━━━ Provided text ━━━

Actually, a handful of area companies already are on board with Park’s efforts.
“Where he is driving to is so exciting for those of us using the data,” said Tod Fetherling, former Nashville Technology Council head and entrepreneur. His latest venture, Stratasan, is a software-as-a-service health care analytics company that markets applications that “layer health care incident rates with demographic, socioeconomic, behavioral and geographic data.”
“It is one of the most exciting times ever ahead of us in health data,” Fetherling said. And he and others are hungry for more. Fetherling told The City Paper that he hopes HHS can eventually speed up the release of data so that his company’s analytics can be even more up to date and useful.
Fetherling expressed surprise that this was Park’s first visit to Nashville, noting, “There are more people using their data here than anywhere.”
Now that Nashville has gotten a taste of Park (and vice versa) and seen the opportunity the data presents, it’s likely that the city will be seeing more of him, and he of the city.
Rep. Jim Cooper (D-Tenn.), who attended the conference, noted that in the past, it would have been hard to generate popular appeal by scheduling a government bureaucrat to be a featured speaker at such an event. Park’s dynamic and energetic presentation, however, has likely changed that.
“Jaws were dropping at the conference,” Cooper said. It’s likely, he said, that it changed many people’s view of government.
“Government can work for you rather than against you,” Cooper added, pointing to Park’s initiative. “In some ways, the government is ahead of the private sector.” Insurers, he said, could have released much of this data for decades.
Until now, Cooper said, the “Blue Button” feature mentioned above was not considered. It’s odd, he noted, that access to one’s own health data would not be commonplace. Even now, it still seems strangely innovative though it likely shouldn’t.
Health care has been one of the last sectors to embrace computers and digitization. Park’s athenahealth co-founder Jonathan Bush, who also presented as part of the conference, addressed that fact during an equally dynamic presentation at the Nashville Entrepreneur Center the evening before Park spoke. Doctors, Bush pointed out, are one of the last groups of professionals that heavily rely on paper faxes as a major aspect of doing business.
In the digital age, physicians are only now beginning to move to more electronic means of relaying information and tracking data, rather than, as they historically have, relying on ink and paper.
“In the past, the sector has been so fat and happy with government payors, it hasn’t had to be as efficient,” Cooper said.
That has changed in recent years as talk of reform has continued to ramp up. And the hope of government is that Todd Park and HHS’ approach will help accelerate the improvement process.
Like a mantra, Park stressed in his presentation: “Recognize that most of the smart people in the world don’t work for you.”
Some of the best ideas Park said he has seen have come from longtime government employees who have finally been encouraged to think creatively. And by turning the data loose to the collective intelligence of the country’s thinkers, more progress can be made.
Opening up that creativity is a talent, and one from which the government will almost certainly benefit, Cooper said.
“I hope we can keep Todd Park in government,” he said. “I hope he is contagious.”
Cooper added that he hopes some young Nashville entrepreneurs will follow Park’s example – serving in the government to “help clean it up.”
Government service may not have been on the minds of the MBA students in the crowd at Park’s speech, but it’s easy to imagine that some may have begun conceptualizing companies to utilize the HHS data and improve some aspect of health care. For now, that’s a good start.

━━━ Supplied entries ━━━

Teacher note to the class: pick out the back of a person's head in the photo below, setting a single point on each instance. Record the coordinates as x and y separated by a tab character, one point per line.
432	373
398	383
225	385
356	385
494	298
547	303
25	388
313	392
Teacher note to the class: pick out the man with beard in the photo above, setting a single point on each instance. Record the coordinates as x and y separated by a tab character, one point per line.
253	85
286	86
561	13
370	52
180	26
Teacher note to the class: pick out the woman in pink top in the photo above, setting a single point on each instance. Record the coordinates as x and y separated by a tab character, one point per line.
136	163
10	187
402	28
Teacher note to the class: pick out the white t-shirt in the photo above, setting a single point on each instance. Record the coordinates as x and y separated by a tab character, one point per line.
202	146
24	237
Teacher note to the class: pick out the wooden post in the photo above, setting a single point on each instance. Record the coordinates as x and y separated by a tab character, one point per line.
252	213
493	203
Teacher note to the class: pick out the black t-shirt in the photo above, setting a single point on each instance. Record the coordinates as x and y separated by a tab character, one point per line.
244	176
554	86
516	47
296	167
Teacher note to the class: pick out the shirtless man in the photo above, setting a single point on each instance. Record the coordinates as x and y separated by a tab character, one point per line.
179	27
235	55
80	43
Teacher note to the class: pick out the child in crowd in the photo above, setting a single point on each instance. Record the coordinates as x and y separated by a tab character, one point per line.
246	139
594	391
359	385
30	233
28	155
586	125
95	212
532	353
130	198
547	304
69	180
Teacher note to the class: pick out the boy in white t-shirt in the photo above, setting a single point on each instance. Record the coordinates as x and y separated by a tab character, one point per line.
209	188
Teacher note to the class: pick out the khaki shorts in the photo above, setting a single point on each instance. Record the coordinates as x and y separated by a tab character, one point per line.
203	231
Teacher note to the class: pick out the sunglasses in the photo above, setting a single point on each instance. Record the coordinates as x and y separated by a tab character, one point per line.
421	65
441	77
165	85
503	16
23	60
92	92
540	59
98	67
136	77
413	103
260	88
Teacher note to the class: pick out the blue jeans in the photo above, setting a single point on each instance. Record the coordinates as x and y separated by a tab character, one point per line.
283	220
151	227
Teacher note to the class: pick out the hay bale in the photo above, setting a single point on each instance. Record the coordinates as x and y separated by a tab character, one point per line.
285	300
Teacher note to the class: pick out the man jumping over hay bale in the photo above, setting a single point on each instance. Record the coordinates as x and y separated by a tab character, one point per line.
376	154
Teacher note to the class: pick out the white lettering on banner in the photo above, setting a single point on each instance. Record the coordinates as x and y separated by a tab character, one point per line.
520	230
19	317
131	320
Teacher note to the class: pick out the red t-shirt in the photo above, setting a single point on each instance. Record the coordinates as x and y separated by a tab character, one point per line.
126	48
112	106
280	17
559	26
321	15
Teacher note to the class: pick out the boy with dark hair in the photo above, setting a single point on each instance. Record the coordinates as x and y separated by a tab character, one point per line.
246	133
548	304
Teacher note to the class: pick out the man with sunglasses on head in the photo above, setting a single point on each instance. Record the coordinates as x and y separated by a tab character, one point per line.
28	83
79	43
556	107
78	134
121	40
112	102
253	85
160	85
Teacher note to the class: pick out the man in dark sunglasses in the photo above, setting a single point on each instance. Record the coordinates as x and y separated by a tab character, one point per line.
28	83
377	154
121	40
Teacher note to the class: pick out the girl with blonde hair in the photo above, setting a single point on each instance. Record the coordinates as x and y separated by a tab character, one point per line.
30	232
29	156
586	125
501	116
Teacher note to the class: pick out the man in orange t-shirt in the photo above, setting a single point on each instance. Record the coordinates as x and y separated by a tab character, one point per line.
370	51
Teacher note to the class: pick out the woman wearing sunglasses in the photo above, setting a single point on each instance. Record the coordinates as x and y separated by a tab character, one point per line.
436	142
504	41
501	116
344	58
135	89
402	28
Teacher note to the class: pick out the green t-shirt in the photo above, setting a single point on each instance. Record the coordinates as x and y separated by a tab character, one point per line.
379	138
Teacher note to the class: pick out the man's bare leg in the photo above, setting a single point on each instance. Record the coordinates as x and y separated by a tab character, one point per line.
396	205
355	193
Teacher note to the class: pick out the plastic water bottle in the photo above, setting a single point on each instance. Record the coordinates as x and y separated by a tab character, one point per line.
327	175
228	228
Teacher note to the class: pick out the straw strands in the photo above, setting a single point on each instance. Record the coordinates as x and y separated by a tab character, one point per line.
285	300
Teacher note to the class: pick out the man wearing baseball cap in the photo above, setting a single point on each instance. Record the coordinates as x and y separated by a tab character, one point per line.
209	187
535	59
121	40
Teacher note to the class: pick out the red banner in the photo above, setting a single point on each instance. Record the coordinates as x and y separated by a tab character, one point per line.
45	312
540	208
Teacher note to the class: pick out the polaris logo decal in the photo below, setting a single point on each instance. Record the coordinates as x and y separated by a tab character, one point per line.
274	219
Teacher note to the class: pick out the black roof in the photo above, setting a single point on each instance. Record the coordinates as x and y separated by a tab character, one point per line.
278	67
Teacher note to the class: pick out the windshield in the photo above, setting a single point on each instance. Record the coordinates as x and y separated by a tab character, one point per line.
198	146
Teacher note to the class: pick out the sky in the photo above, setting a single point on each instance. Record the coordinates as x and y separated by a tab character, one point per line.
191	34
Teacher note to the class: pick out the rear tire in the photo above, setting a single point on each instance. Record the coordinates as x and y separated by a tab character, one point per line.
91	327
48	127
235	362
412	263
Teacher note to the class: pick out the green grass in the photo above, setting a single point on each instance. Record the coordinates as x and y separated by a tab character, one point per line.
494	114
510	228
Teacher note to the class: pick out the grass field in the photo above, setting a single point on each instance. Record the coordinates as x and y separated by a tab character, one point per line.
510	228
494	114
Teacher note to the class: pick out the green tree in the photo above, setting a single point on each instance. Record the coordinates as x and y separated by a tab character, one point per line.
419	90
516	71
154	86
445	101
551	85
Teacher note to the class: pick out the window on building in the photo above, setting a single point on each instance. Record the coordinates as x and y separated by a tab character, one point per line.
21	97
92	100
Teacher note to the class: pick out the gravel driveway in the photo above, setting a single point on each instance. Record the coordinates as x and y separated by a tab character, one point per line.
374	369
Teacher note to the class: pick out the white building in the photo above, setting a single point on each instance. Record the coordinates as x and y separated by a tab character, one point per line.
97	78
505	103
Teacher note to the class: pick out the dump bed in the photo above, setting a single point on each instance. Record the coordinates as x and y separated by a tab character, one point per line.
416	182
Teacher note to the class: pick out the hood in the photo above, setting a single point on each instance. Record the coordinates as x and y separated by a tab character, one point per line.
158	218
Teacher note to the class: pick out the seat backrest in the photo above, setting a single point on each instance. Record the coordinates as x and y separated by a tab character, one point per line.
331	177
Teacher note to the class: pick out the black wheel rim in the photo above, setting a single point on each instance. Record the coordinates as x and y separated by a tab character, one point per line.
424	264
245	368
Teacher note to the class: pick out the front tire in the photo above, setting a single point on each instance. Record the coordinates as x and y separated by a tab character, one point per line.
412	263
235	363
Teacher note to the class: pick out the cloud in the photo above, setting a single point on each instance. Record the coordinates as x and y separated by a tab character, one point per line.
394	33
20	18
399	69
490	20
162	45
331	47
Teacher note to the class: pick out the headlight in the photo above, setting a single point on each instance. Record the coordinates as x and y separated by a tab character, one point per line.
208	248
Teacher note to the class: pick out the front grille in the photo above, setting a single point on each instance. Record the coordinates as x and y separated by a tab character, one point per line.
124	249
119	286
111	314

━━━

Problem requirements - Repeat word for word the passage of the article on Todd Park's Nashville visit from "Rep. Jim Cooper" up to and including "data for decades.". Work only from the article on Todd Park's Nashville visit.

Result below -
Rep. Jim Cooper (D-Tenn.), who attended the conference, noted that in the past, it would have been hard to generate popular appeal by scheduling a government bureaucrat to be a featured speaker at such an event. Park’s dynamic and energetic presentation, however, has likely changed that.
“Jaws were dropping at the conference,” Cooper said. It’s likely, he said, that it changed many people’s view of government.
“Government can work for you rather than against you,” Cooper added, pointing to Park’s initiative. “In some ways, the government is ahead of the private sector.” Insurers, he said, could have released much of this data for decades.